_What to produce:_ Please copy the stretch of lines from the one containing "detect the grey" through the one containing "362], [360, 328, 377, 381]]", keeping them word for word.

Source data
'''

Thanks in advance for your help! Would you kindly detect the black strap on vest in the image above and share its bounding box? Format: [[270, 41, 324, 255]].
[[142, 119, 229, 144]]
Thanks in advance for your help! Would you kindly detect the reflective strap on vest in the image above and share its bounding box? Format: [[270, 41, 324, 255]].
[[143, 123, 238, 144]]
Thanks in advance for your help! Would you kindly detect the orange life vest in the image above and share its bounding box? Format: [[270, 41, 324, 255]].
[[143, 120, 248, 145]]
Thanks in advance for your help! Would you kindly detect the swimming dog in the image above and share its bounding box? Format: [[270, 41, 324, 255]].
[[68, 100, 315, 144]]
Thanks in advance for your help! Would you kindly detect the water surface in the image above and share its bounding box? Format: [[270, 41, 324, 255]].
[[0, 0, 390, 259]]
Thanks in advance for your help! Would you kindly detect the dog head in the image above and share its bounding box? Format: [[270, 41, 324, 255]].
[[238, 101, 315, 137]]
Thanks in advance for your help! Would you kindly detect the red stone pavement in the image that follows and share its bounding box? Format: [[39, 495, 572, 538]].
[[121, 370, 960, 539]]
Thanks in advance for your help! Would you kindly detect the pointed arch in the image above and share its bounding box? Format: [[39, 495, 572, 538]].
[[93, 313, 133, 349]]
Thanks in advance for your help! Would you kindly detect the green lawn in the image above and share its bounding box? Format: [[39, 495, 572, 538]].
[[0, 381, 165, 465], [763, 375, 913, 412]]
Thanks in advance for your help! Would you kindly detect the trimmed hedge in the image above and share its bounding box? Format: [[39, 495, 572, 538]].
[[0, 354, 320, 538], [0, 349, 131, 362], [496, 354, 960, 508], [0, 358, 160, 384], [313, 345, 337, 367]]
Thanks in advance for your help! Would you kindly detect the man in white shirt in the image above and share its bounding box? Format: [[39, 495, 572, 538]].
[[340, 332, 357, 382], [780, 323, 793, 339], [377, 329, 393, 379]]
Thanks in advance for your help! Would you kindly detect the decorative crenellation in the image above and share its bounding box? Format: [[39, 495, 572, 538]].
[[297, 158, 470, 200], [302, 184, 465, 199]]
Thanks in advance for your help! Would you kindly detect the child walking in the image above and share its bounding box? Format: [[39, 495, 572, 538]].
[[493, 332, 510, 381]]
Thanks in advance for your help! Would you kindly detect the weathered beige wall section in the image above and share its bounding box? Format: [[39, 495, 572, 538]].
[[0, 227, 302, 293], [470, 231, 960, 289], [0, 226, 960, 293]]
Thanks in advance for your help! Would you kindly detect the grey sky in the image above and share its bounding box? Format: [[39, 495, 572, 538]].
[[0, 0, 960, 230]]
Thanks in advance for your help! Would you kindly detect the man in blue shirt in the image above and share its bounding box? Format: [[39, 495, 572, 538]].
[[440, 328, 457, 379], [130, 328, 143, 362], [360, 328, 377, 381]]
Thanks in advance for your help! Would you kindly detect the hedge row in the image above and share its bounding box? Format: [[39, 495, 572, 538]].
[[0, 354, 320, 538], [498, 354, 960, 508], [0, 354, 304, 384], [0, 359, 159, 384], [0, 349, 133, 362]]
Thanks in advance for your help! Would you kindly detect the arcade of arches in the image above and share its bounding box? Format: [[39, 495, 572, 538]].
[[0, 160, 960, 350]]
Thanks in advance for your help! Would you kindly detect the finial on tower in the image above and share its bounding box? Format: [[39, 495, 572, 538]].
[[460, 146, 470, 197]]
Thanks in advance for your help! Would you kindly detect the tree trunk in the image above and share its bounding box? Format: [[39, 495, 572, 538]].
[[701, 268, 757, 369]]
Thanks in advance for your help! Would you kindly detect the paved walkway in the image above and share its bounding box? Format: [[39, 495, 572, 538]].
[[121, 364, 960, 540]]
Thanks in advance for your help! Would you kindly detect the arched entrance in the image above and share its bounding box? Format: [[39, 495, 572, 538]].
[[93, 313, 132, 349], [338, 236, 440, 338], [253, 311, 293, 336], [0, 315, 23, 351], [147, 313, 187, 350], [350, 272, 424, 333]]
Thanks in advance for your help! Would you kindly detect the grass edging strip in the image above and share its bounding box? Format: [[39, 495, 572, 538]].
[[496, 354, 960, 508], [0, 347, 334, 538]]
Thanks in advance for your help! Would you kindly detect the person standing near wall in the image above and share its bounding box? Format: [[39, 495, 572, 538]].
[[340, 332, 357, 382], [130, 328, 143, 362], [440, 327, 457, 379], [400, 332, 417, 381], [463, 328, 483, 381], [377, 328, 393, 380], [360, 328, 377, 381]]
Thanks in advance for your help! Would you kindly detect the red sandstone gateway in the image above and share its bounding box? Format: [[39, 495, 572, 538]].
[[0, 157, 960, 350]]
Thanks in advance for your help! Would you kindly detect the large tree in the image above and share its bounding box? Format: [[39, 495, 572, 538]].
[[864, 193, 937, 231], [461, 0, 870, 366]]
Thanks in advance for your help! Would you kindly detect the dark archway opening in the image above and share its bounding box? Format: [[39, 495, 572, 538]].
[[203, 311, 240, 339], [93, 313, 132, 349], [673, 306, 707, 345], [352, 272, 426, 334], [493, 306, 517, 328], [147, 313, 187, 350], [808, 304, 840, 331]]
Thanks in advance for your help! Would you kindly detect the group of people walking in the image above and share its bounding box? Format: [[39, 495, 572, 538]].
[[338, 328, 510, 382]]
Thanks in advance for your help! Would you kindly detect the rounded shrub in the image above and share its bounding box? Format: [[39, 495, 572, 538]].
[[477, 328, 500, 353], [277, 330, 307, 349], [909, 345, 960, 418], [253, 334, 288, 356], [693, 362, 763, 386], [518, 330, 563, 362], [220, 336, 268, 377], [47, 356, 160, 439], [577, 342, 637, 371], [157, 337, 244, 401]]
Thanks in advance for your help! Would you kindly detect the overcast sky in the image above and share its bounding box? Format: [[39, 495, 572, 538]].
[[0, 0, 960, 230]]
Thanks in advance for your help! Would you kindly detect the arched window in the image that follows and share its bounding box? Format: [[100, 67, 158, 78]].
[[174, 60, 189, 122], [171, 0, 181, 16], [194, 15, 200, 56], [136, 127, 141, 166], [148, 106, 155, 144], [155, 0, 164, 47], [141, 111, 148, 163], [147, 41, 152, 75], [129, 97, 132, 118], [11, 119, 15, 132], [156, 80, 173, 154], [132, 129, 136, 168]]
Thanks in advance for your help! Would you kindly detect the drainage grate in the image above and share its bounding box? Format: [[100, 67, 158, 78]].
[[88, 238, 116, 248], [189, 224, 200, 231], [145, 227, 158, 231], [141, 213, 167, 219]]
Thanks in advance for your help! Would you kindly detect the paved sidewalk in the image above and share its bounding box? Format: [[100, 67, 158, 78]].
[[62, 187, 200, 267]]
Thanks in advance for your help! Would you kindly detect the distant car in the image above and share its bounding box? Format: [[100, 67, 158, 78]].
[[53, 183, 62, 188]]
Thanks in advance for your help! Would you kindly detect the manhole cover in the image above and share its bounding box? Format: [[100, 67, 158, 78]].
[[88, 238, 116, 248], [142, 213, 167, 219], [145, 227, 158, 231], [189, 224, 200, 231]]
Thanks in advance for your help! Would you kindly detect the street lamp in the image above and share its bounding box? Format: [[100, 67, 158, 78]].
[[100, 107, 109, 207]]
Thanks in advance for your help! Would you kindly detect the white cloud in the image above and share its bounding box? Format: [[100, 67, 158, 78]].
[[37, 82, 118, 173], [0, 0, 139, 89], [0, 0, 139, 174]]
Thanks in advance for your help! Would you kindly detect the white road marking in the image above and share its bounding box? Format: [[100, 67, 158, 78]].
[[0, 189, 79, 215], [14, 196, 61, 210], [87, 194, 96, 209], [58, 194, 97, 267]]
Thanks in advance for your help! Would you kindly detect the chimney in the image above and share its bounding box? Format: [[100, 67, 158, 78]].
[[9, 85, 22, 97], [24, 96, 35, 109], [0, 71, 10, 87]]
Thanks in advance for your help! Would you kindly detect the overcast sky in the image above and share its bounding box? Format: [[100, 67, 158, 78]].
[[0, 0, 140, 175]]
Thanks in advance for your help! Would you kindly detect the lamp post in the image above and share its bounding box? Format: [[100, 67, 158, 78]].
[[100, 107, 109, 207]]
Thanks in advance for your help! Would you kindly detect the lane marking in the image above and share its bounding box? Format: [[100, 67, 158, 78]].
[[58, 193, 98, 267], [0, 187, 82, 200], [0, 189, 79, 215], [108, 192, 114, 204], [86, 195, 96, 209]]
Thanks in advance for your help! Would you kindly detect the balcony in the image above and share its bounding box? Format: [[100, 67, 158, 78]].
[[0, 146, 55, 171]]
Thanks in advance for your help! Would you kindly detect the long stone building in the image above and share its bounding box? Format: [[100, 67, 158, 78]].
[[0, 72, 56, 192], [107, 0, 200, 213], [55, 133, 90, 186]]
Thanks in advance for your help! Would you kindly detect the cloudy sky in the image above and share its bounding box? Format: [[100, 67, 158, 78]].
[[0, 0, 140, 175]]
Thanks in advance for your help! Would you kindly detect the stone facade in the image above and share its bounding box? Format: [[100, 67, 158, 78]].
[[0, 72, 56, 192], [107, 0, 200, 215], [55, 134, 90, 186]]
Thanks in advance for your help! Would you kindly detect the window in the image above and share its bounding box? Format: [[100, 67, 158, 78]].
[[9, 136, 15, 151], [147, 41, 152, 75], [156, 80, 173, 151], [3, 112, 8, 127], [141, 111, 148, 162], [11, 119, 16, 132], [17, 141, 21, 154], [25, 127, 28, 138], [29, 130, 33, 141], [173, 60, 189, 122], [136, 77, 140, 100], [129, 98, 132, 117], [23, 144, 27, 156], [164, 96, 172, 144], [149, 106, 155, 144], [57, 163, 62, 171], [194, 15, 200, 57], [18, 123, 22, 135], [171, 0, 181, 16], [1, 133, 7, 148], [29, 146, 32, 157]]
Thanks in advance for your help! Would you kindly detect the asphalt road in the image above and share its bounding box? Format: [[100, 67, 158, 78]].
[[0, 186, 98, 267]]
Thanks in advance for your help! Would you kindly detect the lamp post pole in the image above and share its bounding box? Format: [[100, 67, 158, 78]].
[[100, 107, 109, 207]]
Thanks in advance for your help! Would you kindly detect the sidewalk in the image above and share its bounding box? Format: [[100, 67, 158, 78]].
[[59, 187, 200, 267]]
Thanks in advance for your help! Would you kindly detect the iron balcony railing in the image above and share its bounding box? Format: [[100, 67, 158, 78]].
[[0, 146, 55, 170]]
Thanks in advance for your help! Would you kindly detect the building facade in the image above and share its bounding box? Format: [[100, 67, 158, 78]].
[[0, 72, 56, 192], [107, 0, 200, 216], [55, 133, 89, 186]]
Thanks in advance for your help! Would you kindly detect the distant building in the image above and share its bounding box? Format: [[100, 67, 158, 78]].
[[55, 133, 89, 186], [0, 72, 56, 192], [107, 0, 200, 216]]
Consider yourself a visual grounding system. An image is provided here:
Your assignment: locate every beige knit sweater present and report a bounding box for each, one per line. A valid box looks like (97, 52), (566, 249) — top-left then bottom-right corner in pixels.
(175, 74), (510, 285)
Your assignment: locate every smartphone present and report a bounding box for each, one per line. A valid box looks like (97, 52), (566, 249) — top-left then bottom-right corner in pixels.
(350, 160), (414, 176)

'''

_Exercise output:_
Thanks in advance for your help! Would you kindly detect the grey sky in the image above and share its bounding box? Format: [[39, 495, 572, 538]].
[[0, 0, 960, 230]]
Thanks in advance for your help! Would you kindly detect the man in blue shirt in the image above and share its bounding box? Format: [[39, 495, 572, 538]].
[[440, 328, 457, 379], [130, 328, 143, 362], [360, 328, 377, 381]]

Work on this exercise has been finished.